*REQUEST*: Write out, exactly as they appear, only the lines running from the line with "Q: Point to every instance of the concrete" to the final line of the listing; include both.
* * * * * * *
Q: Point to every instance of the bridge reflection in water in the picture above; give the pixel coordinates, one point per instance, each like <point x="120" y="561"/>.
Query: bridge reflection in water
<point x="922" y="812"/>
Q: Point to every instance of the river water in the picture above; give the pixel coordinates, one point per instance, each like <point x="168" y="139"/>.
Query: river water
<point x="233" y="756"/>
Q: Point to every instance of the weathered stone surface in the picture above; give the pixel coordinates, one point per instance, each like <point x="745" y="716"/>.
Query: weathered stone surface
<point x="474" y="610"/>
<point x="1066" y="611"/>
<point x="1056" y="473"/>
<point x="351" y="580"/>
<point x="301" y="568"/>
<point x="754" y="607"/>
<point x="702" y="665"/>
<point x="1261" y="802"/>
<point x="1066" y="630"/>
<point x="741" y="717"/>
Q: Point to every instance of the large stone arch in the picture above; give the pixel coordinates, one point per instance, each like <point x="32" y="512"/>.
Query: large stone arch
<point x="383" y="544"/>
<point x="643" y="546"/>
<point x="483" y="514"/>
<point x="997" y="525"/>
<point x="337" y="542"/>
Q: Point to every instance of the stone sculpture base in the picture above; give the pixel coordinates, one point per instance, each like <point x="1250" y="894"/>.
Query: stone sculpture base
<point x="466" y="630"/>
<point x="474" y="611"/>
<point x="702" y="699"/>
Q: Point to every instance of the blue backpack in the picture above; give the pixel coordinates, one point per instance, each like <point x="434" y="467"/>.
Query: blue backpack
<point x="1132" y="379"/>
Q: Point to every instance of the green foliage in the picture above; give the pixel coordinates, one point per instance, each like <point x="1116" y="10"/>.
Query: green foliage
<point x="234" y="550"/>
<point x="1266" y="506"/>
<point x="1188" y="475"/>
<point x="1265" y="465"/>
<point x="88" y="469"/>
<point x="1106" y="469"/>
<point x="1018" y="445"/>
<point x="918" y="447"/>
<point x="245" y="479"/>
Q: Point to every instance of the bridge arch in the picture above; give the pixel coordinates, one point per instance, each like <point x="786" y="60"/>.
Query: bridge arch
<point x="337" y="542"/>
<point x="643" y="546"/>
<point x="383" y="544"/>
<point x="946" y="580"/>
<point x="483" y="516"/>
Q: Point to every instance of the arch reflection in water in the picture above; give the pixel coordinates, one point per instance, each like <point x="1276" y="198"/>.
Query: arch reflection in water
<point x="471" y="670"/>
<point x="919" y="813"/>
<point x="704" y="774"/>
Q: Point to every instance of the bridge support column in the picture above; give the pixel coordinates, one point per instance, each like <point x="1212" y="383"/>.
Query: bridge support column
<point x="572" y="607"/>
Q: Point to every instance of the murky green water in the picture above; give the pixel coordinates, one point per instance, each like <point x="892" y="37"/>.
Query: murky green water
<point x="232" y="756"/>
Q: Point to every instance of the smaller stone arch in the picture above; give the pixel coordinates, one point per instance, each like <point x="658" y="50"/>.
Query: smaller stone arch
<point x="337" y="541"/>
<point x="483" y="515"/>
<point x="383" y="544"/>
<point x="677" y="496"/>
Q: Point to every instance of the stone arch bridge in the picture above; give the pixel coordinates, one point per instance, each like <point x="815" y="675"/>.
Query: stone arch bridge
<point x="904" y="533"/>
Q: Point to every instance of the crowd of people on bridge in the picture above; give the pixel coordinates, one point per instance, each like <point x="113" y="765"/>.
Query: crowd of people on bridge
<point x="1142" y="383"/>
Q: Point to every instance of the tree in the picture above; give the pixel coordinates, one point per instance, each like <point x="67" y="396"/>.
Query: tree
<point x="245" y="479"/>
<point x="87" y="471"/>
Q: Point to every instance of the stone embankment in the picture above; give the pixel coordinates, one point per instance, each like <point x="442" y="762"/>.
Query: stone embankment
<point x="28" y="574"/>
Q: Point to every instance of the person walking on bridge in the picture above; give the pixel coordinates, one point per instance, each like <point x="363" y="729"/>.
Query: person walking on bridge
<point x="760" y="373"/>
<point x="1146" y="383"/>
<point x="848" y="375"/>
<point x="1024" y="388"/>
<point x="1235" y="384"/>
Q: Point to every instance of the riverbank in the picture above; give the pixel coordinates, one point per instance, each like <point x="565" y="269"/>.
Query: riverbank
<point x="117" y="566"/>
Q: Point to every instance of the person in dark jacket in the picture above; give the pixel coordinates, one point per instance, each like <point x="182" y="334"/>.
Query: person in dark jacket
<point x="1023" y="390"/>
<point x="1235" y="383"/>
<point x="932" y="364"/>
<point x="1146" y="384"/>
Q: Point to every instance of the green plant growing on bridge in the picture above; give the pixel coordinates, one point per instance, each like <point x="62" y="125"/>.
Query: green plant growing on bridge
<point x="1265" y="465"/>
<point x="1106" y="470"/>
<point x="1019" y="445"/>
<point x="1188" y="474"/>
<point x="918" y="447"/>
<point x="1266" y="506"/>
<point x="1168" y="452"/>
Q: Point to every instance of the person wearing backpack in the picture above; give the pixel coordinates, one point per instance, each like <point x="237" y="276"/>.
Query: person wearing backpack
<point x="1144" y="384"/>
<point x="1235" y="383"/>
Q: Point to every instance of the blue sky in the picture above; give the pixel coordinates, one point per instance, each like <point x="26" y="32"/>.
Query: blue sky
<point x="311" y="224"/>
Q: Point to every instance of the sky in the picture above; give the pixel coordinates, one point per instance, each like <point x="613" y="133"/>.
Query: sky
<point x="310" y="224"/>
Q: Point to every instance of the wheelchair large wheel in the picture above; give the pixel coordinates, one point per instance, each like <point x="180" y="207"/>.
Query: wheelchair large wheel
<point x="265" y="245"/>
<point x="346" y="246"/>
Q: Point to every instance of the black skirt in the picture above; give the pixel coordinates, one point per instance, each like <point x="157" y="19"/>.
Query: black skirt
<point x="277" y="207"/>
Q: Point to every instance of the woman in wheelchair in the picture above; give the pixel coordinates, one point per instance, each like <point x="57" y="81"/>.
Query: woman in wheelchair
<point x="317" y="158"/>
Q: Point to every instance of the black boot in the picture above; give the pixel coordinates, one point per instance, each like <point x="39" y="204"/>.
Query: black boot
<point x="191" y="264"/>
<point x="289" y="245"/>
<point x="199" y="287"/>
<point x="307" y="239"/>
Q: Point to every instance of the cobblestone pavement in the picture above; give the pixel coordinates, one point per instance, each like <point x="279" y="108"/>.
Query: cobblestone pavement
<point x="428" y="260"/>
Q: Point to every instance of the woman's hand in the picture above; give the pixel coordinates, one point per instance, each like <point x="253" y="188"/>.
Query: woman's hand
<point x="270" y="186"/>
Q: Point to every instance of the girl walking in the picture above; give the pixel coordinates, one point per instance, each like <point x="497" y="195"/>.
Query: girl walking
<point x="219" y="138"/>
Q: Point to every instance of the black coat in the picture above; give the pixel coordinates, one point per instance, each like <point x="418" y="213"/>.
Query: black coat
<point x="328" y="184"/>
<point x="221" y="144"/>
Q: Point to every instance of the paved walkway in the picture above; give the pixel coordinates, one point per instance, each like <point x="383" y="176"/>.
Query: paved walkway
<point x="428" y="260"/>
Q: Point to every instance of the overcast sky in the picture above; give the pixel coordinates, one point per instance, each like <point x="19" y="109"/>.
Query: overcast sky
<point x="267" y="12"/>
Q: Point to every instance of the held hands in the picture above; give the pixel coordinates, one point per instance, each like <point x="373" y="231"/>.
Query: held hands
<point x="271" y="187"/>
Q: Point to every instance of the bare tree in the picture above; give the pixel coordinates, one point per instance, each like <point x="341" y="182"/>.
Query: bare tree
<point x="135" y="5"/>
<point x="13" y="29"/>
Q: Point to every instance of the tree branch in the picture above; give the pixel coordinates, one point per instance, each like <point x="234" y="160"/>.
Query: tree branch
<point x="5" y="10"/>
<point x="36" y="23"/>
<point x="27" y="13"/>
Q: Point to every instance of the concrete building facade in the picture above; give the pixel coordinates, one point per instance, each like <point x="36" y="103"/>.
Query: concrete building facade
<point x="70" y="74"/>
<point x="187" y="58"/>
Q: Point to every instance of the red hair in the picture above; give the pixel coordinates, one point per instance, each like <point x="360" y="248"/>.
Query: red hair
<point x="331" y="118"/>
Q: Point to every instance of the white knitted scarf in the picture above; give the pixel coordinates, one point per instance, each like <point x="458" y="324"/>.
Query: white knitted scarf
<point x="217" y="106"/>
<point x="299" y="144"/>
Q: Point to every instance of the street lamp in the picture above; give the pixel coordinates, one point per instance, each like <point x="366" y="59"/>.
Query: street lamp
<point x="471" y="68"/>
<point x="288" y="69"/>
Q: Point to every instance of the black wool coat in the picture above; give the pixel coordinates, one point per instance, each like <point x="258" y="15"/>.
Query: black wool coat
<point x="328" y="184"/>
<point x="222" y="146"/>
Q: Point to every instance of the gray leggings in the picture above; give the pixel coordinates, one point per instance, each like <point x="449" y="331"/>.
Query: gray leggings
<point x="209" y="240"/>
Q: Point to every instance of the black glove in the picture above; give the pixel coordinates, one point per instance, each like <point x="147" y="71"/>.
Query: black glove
* * * * * * *
*SOLUTION*:
Q: Point to every instance of the concrete building facade in the picture above; give the pixel coordinates, one point per instance, each like <point x="36" y="103"/>.
Query: concrete building facade
<point x="70" y="74"/>
<point x="187" y="58"/>
Q: Point to every instance of the red hair in the picture above; give the pixel coordinates, one point per instance, each like <point x="360" y="248"/>.
Query: red hair
<point x="331" y="118"/>
Q: Point to every instance of the white knitted scarf in the picture above; give the pixel coordinates, one point per instance, each like <point x="458" y="324"/>.
Query: white knitted scarf
<point x="217" y="106"/>
<point x="299" y="144"/>
Q: Point to every instance of the street lamp in the picture above; give the pixel coordinates, one point per instance, each like <point x="366" y="59"/>.
Query: street lamp
<point x="471" y="68"/>
<point x="288" y="69"/>
Q: Point to every instance of the black wool coat in the picture above; give the pixel coordinates, one point per instance, each like <point x="258" y="15"/>.
Query: black wool coat
<point x="328" y="184"/>
<point x="222" y="146"/>
Q: Point to every instance of the gray leggings in the picture above; give the pixel coordinates, one point per instance, each like <point x="449" y="331"/>.
Query: gray leggings
<point x="209" y="240"/>
Q: Point to every instance of the black glove in the picture above; give the pixel coordinates, one point per instance, each like <point x="147" y="71"/>.
Query: black glove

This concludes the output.